* Your objective *
Rewrite every line below, swapping "bounding box coordinates" for "box coordinates" wherever it occurs and leaving all other text unchanged.
** Start **
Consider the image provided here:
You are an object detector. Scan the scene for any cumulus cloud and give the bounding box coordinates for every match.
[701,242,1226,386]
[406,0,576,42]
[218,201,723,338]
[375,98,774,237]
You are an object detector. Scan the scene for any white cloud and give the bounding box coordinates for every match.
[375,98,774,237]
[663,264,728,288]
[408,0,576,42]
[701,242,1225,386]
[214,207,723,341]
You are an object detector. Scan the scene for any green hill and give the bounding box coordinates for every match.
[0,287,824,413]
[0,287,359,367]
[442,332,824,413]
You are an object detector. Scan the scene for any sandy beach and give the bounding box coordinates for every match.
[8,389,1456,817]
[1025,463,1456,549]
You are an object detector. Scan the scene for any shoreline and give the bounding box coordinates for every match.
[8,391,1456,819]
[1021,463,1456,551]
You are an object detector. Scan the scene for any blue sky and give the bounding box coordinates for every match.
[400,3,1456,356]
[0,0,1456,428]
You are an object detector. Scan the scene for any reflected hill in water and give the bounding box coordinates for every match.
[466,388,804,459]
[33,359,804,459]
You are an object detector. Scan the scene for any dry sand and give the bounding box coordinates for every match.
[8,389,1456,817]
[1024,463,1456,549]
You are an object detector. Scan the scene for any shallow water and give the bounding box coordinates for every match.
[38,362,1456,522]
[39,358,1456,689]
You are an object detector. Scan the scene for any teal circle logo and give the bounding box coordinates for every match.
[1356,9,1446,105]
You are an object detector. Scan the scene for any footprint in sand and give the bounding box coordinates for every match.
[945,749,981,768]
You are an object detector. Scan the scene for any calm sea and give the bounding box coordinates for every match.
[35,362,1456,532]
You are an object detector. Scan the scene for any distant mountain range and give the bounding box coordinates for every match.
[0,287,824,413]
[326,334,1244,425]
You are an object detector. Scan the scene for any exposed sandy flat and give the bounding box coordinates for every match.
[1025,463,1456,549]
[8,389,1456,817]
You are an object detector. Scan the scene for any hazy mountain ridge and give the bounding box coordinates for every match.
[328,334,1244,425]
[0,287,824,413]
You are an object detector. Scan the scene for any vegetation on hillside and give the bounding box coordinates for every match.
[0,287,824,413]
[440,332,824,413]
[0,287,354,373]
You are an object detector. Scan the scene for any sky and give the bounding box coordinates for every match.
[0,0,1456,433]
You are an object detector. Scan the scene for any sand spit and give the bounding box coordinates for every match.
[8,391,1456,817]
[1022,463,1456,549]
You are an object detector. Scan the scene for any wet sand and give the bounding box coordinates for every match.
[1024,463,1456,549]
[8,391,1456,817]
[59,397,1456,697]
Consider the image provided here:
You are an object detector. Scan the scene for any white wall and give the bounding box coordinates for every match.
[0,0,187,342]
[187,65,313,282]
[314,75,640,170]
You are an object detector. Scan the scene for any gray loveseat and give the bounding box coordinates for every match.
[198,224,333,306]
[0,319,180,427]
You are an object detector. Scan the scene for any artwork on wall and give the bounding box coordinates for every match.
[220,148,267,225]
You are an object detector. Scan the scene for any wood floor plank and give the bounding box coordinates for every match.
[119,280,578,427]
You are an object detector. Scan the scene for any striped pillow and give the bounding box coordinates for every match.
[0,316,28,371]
** End **
* Solution to the problem *
Consider the image provided here:
You are an object detector. Scan the scene for any cumulus cloud and give the box coordinates for every match.
[701,242,1226,386]
[406,0,576,42]
[218,201,723,338]
[375,98,774,237]
You are an object detector. Scan the scene for any white cloud and give the box coordinates for every match.
[375,98,774,237]
[663,264,728,288]
[408,0,576,42]
[701,242,1225,386]
[214,207,723,341]
You are an object detector. Scan the scene for any green hill and give the box coordinates for every match.
[0,287,824,413]
[0,287,359,367]
[442,332,824,413]
You are an object detector. Scan the scene for any sandy beach and give the box coordinates for every match.
[8,389,1456,817]
[1025,463,1456,549]
You are an object detector. Scan the scene for any shoreline and give the box coordinates for every match.
[8,391,1456,819]
[1021,463,1456,551]
You are an object detector. Scan the scene for any blue sky and give the box coordinates for every match.
[400,3,1456,356]
[0,0,1456,428]
You are an object detector. Scan the scene for any reflected hill in water and give the box coordinates for every match.
[466,388,804,459]
[33,359,804,459]
You are an object detector. Scan the scene for any dry sand and give the box coordinates for every match.
[8,389,1456,817]
[1024,463,1456,549]
You are an object detector. Scan the scene for any shallow water and give the box coordinates for every match.
[38,362,1456,522]
[39,358,1456,689]
You are an object detector. Scan the scene for any teal circle logo and give the box coordinates for every match.
[1356,9,1446,105]
You are an object detector. Scan the scene for any footprint in sand and give the box coordinates for every match.
[945,749,981,768]
You are an object detector. Scan the scene for any calm sea and give the box coordinates for every match.
[35,362,1456,532]
You are an object detector. Scan the scene for any distant mountain range and give the box coordinates for every match.
[0,287,824,413]
[326,334,1244,425]
You are an object detector. Scan the scene for any exposed sandy flat and give the box coordinates for every match.
[1025,463,1456,549]
[8,389,1456,817]
You are an object detector. Scan the scene for any hazy mountain ridge and give the box coordinates for every match.
[328,334,1244,425]
[0,287,824,413]
You are an object detector. Scan the scene for any vegetation on hillside and give the box coordinates for every match.
[0,287,824,413]
[440,332,824,413]
[0,287,354,373]
You are an object detector. Scan the scene for any sky and give the box coordinates for every match.
[0,0,1456,433]
You are an object detector. Scan the scene for any sand spit and give the box coordinates for every match.
[8,391,1456,817]
[1022,463,1456,549]
You are an object detector. Scan the scene for any wet sand and give the box coordinates for every match.
[1024,463,1456,549]
[8,391,1456,817]
[59,397,1456,697]
Consider the image provided here:
You are an object detector. Scan the scene for any white wall and give the box coordinates for every match.
[0,0,187,342]
[187,65,313,282]
[314,75,640,170]
You are an object detector. Scan the scene for any gray loveseat and give the box coordinates for every match.
[198,224,333,306]
[0,319,180,427]
You are an object detector. Scan the scene for any artwork on wall and give the box coordinates for every match.
[220,148,267,225]
You are an object detector. Scan the scene for any wood floor plank and give the box coordinates for every match.
[119,280,578,427]
You are an object detector. Scan the scene for any striped pillow and give the box coordinates for every match.
[0,316,28,371]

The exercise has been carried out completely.